Reading text:
Quinoa Salad credit Meir Pliskin
Quinoa Salad credit Meir Pliskin

As well as providing information on food, Warren suggests ways to eat out healthily in social settings, such as weekly Shabbat meals, where habits are not only about the food. She also gives a guide on how to navigate the supermarket to make ‘real-food’ choices in a kosher way, as well as meal plans comprising Jewish recipes with a healthier twist.

“In my book, I take the reader through the food groups to sift through the current controversies and show if and how they have been in our diets since the beginning of creation, with interesting anecdotes from the biblical and Talmudic days,” she adds. Warren says she was always interested in living a healthy lifestyle, but her focus was primarily on physical activity.

“It wasn’t until college and I began reading diet books and took an elective in nutrition that I became interested in it as a science,” she says. As she describes in her book, at the age of 15, she used to accompany her father to the gym twice a week and would reward herself afterwards with a Coca-Cola Slurpee drink.

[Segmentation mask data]

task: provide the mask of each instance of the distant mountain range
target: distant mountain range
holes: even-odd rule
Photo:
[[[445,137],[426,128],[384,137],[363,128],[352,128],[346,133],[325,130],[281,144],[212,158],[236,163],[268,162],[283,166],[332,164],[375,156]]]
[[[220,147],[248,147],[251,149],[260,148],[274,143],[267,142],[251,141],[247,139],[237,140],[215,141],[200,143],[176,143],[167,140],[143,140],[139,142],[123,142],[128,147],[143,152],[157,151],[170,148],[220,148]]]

Activity:
Continue the article about Warren's healthy-eating book, starting right after its last sentence.

Task answer:
It was an innocent comment by her father to the effect that “you know, we just put all that hard work into burning calories” that set the foundations for exercise and health becoming such a large part of her life.

“Scenarios presented themselves throughout my childhood and adult years, such as witnessing people having unhealthy relationships with foods and choosing not to eat or eat restrictively in order to try to lose weight,” she says.

Living a Real Life with Real Food“The focus was always on being skinny, not on being healthy. I felt there was always something missing from all this, and that was real nutrition and lifestyle changes.” Of food traditionally eaten by Jews, some of which is laden with unhealthy fats, she says: “We should all embrace our Jewish history, including our ethnic cuisine.

“We have to be careful not to confuse our Jewish customs with current ones, as opposed to how they originally were back in the ‘old country’.

“Our Jewish diets, whether Ashkenazi or Sephardi, have real-food foundations. The diets involved cooking meals fresh and the real foods were enjoyed among whole families.

“Pickling was enjoyed by both communities and has inherent probiotic health benefits. We have to be careful to balance the Jewish recipes and not fall into the ‘potatoes, kugel and gefilte’ meal plan. Instead we should seek the balance among the unique vegetable dishes and Mediterranean style of cooking.”

 

Salmon Skewers. Photo: Meir Pliskin
Salmon Skewers. Photo: Meir Pliskin

Warren’s paternal great-grandparents came from Syria, while her maternal grandparents hailed from Eastern Europe, so she grew up eating and being familiar with all types of food, all of which was freshly made.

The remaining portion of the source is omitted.